Where a line below includes the word "treeline", copy that line.

+++ Given entries

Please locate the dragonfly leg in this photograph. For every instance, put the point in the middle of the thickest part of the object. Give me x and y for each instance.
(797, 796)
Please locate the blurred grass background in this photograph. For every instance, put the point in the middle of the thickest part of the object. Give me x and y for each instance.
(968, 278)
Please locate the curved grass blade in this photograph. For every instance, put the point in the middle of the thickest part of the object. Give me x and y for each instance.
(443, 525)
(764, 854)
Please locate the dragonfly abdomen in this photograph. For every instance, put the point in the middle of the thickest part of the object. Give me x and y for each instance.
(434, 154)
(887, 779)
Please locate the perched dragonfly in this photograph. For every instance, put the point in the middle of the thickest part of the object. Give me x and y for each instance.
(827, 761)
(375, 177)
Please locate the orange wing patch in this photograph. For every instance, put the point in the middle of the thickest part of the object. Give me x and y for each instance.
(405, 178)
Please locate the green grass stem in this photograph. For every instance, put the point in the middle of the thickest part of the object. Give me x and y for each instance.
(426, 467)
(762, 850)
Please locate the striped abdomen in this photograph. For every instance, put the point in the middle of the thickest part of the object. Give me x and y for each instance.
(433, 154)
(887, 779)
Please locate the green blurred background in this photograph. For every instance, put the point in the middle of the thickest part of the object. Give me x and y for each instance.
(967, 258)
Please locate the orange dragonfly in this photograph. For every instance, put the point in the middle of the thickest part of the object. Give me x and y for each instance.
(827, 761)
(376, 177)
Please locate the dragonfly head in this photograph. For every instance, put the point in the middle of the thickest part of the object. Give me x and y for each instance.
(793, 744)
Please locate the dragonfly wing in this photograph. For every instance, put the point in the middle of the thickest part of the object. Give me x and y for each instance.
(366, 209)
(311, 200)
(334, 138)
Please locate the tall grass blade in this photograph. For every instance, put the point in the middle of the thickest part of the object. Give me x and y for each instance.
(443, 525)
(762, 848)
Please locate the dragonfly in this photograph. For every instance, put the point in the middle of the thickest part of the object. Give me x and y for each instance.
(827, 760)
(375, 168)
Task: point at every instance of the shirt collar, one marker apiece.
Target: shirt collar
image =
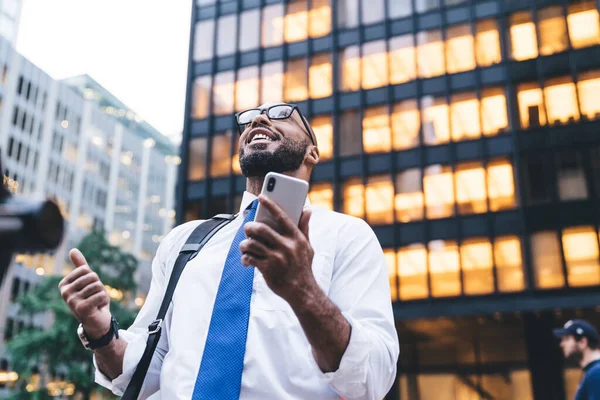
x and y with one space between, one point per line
248 198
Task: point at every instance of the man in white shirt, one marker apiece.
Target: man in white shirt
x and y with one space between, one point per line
320 323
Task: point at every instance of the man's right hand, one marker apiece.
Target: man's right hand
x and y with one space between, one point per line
86 297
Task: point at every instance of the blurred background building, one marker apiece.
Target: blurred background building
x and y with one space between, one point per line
464 132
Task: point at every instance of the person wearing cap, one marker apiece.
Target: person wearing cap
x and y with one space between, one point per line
580 340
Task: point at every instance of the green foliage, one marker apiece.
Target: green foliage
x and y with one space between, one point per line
58 347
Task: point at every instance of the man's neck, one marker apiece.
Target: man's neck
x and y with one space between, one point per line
589 357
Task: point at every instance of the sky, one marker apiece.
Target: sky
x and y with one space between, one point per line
136 49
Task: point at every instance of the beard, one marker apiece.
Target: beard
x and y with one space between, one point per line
289 156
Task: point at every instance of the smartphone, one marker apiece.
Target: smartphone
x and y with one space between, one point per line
287 192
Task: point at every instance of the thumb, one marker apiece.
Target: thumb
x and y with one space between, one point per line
304 219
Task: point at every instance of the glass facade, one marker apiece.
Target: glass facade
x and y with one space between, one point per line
463 132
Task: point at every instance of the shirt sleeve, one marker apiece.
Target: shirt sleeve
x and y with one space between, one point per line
137 335
360 288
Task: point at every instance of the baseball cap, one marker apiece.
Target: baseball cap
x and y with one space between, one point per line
578 327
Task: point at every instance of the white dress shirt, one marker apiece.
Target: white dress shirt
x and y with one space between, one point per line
350 268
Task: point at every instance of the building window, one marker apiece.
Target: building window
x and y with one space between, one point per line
321 195
295 84
522 36
296 21
376 130
323 130
547 262
223 93
439 191
220 163
444 268
350 69
319 76
460 48
406 122
436 124
409 196
561 101
412 272
354 198
553 30
430 54
249 24
226 35
531 106
197 159
374 65
487 43
403 61
272 25
380 200
203 40
272 82
246 88
584 28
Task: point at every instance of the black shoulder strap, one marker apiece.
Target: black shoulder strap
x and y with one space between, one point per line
198 238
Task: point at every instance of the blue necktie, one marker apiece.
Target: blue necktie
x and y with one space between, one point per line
220 375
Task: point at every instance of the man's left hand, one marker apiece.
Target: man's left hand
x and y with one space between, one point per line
285 257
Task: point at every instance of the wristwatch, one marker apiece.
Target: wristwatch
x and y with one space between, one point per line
101 342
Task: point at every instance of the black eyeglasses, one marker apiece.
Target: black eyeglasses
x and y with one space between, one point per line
274 112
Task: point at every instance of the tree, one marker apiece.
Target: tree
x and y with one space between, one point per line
58 348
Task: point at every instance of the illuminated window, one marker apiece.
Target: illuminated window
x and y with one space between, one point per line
477 265
589 87
509 265
271 82
272 25
412 271
522 36
436 124
464 111
354 198
470 188
531 106
223 93
403 61
444 268
324 132
197 159
220 151
201 97
580 245
296 85
553 30
246 88
439 192
321 195
460 48
350 69
584 29
249 30
204 40
406 122
409 196
500 184
319 76
430 54
296 21
376 130
374 65
494 116
487 43
547 262
380 200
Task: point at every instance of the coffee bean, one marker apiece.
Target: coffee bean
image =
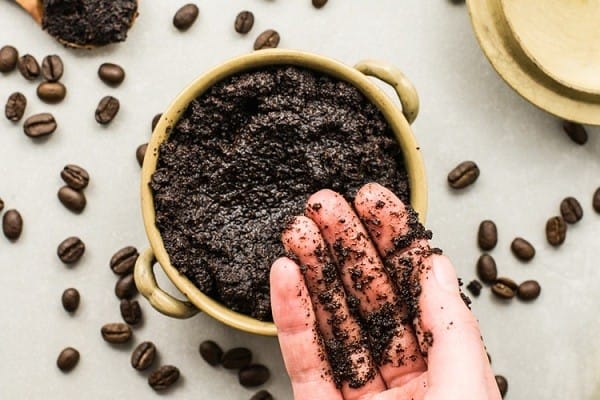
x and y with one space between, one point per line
253 375
70 299
131 311
556 231
163 377
185 17
244 22
123 261
111 74
267 40
522 249
143 356
237 358
39 125
576 132
15 106
107 110
29 67
463 175
67 359
52 68
73 199
75 176
8 59
51 92
125 287
70 250
116 332
486 269
12 224
211 352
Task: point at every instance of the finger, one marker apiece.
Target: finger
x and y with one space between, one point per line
348 351
301 345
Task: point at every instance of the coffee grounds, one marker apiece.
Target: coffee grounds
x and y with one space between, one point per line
89 22
244 157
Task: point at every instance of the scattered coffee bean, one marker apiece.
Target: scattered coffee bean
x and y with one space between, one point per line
29 67
116 332
39 125
244 22
67 359
73 199
51 92
267 40
237 358
253 375
522 249
163 377
143 356
8 59
15 106
211 352
75 176
123 261
52 68
111 74
12 224
185 17
70 299
463 175
70 250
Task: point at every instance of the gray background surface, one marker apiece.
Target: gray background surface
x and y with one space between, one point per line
547 349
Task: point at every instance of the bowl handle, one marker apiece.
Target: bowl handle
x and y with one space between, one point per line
392 75
163 302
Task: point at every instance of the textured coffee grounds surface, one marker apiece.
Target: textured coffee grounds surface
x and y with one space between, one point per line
89 22
245 156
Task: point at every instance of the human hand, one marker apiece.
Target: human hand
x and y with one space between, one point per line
368 310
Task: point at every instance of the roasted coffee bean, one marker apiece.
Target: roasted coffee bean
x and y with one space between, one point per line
70 299
244 22
163 377
185 17
107 110
211 352
463 175
487 236
12 224
75 176
267 40
73 199
52 68
39 125
8 59
143 356
70 250
522 249
253 375
111 74
51 92
116 332
123 261
15 106
237 358
486 269
125 287
556 231
67 359
131 311
29 67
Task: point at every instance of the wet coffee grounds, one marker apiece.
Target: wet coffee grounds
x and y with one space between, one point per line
89 22
245 156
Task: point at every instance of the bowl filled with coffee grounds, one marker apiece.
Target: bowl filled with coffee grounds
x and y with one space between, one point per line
238 153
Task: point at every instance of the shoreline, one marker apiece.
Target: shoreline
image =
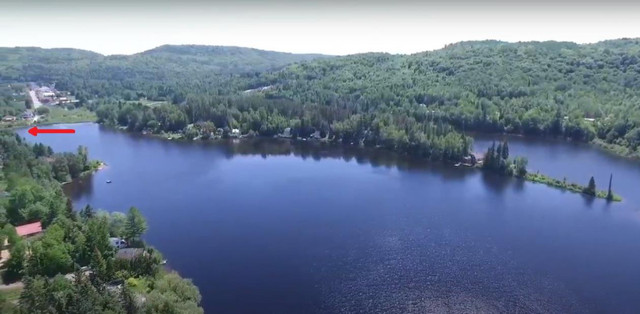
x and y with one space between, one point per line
101 165
536 178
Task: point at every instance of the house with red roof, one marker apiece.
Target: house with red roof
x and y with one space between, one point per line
29 230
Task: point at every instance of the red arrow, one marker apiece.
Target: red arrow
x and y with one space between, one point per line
34 131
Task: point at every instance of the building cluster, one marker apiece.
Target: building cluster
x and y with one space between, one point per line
50 96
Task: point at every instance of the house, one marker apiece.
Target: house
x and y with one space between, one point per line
286 133
27 115
130 253
29 230
118 243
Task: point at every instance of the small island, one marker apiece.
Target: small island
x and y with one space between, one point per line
497 160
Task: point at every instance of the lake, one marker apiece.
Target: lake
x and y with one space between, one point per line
267 226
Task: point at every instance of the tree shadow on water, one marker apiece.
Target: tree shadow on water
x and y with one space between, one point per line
496 183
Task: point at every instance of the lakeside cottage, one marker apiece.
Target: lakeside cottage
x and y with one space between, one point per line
29 230
130 253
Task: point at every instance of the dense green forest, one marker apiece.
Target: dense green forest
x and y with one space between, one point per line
72 267
410 103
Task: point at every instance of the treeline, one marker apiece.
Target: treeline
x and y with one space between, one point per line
582 92
497 160
73 267
411 129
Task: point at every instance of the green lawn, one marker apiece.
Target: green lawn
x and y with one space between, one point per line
59 115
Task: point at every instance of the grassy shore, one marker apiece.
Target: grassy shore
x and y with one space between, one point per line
55 116
618 150
568 186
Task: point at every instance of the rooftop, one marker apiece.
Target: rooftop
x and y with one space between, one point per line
129 253
29 229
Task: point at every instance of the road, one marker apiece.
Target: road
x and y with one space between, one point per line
34 99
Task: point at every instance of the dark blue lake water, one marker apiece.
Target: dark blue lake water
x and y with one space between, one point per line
267 226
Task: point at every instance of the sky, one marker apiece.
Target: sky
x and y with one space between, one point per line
329 27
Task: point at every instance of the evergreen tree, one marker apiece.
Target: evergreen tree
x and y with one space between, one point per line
505 150
136 224
610 192
591 188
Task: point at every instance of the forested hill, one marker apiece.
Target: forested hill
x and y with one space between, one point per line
552 88
585 92
165 70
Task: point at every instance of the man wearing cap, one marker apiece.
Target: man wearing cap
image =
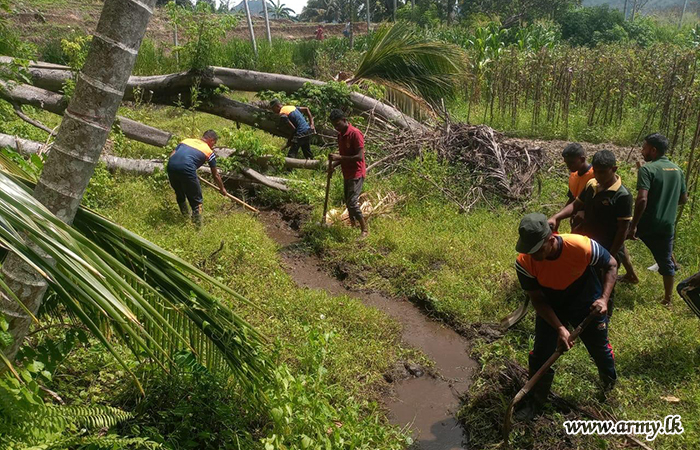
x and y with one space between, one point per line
608 209
301 129
558 272
183 163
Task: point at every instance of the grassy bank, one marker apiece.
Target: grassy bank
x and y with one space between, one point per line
460 266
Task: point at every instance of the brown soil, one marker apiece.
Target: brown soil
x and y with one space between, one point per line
426 402
38 22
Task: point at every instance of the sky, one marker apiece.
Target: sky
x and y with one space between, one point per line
296 5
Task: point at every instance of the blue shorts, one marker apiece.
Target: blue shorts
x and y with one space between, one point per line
661 248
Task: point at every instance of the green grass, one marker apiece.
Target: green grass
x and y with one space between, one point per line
337 348
462 266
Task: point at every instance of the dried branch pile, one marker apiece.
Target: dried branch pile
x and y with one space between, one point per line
491 164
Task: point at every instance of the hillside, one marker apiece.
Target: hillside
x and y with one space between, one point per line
37 21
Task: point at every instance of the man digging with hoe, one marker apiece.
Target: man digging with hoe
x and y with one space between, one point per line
351 159
558 272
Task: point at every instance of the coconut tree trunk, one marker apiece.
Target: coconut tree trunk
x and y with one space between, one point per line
250 27
369 16
267 23
352 24
78 145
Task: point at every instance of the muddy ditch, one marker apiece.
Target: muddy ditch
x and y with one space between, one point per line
427 401
455 404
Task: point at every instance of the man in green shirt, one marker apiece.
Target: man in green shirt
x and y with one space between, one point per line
660 189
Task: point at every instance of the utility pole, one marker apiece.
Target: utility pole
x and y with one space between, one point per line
250 28
369 18
267 23
352 24
680 22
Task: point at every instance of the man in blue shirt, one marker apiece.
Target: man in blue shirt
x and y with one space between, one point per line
302 130
184 161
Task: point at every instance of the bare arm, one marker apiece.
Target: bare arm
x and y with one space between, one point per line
306 111
600 306
547 313
217 178
620 236
640 205
568 211
356 156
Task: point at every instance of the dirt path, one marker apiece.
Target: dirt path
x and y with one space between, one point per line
427 403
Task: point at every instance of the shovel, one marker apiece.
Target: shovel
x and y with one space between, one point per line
328 189
508 422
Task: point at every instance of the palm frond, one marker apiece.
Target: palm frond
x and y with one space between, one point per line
145 295
399 55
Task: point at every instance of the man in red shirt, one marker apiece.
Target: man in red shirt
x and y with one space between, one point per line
351 159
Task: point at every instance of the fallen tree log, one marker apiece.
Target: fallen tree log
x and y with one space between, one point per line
21 146
17 93
143 167
158 88
262 179
264 160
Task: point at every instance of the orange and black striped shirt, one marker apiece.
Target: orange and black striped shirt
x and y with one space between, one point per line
570 276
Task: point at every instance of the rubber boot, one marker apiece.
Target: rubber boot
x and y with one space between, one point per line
184 209
533 403
608 385
363 227
197 219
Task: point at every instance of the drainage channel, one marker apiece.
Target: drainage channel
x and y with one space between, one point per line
428 404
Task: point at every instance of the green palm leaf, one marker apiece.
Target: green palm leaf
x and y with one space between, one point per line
399 56
110 278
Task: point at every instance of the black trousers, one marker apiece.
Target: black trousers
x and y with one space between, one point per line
594 337
303 142
352 190
187 189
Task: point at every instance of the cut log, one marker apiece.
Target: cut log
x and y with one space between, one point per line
289 163
262 179
22 146
163 87
17 93
144 167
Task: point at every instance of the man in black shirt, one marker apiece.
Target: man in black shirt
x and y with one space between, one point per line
608 209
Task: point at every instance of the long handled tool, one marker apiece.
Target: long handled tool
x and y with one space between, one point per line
516 316
328 189
508 422
236 199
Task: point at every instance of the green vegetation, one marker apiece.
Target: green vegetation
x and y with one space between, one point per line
579 74
459 267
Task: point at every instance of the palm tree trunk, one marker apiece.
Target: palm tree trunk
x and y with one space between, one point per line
352 24
369 16
250 27
680 21
81 136
267 22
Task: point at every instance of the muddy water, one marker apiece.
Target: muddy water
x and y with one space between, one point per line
428 404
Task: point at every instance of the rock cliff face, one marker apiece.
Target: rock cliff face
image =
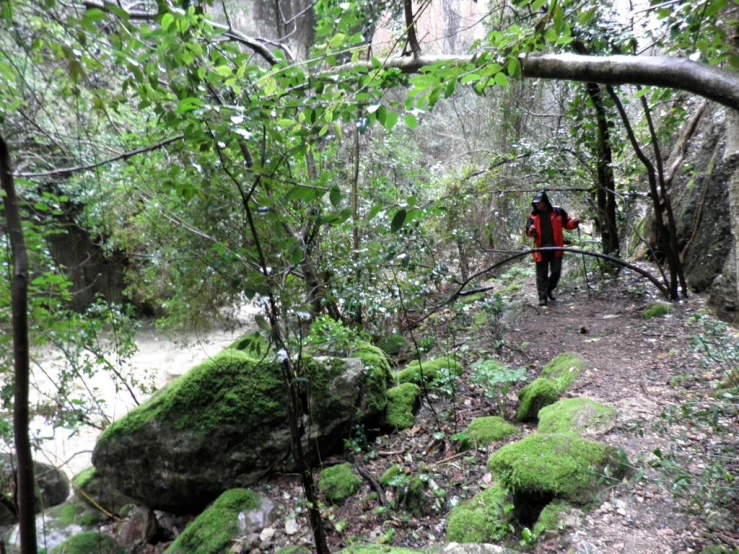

++++++

[Result below]:
Task: point at every instance of the treeline, one marker apiece.
Target: treeline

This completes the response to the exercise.